TASK STATEMENT – Pick out each line of the material below that contains the string "given" and copy those lines as they appear. Matching is case-sensitive.

DATASET EXCERPTS –
__________________________________________________

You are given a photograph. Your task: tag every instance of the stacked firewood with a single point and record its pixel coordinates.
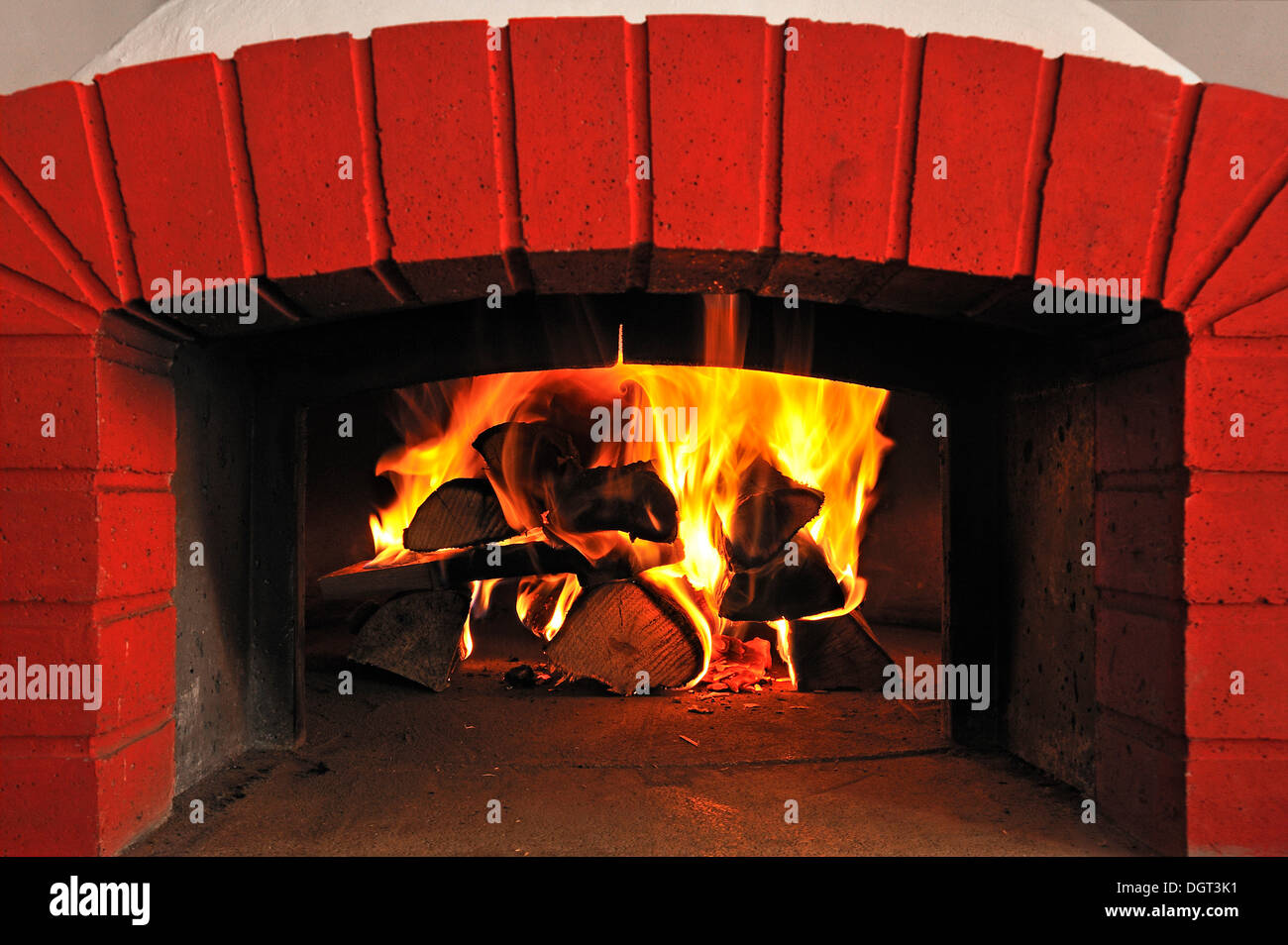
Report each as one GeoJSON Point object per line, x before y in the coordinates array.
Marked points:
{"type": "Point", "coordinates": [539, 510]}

__________________________________________________

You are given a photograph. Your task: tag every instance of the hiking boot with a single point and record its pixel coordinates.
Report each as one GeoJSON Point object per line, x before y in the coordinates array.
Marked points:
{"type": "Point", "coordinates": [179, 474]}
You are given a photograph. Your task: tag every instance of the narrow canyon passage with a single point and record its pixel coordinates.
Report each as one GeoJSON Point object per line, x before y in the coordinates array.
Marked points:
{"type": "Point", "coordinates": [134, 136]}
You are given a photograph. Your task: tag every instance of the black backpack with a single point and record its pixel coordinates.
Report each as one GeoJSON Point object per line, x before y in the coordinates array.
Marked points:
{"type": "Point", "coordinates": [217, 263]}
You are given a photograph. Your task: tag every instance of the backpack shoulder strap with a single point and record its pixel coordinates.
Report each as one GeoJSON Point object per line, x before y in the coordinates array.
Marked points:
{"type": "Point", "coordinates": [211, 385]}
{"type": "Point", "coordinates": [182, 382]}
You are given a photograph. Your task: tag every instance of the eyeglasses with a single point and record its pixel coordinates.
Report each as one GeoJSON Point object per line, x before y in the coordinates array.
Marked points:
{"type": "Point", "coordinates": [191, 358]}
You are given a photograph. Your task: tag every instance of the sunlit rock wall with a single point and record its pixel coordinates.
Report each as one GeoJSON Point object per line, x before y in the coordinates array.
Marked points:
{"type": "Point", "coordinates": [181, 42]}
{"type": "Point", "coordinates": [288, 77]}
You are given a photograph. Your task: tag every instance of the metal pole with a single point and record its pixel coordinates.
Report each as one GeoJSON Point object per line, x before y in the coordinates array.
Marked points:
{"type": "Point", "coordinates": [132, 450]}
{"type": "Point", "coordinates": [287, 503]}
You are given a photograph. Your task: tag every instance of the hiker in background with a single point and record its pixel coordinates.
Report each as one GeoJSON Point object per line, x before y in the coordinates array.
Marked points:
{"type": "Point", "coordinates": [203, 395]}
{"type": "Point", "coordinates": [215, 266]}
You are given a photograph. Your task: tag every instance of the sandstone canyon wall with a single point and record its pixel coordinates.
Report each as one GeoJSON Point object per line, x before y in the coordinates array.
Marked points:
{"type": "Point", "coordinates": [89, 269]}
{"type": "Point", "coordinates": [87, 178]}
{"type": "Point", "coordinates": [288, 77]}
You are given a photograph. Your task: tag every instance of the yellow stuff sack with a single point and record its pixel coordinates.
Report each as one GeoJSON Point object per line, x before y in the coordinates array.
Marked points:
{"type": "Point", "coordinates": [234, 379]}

__________________________________________________

SOLUTION –
You are given a photograph. Your task: tag every instance of the stacked firewood with a single point and record its pixel coordinates.
You are given a photograph. Your task: tag every instance of the hiking boot with a single point and record its pixel coordinates.
You are given a photograph. Your task: tag every instance of the narrow canyon passage with a single point and record its pixel coordinates.
You are given a photograph. Your task: tag every instance of the black backpack with a single point and record its pixel coordinates.
You are given a photograph. Your task: tag every instance of the backpack shoulder strap with a single point and record its pixel coordinates.
You are given a photograph. Your task: tag every instance of the eyeglasses with a single point and record its pixel coordinates.
You are given a photograph. Your task: tag every instance of the sunlit rock wall with a single point and record its pixel coordinates.
You are given a photograph. Your task: tag every instance of the metal pole with a single point and record its pixel coordinates.
You are given a photograph. Your task: tag every instance of the hiker in background with a single point and record its pixel coordinates.
You are given a photograph. Your task: tag every instance of the sandstone canyon wall with a single point and record its pixel coordinates.
You are given a photograph. Your task: tag every instance of the yellow stuff sack with a single point and record its pixel coordinates.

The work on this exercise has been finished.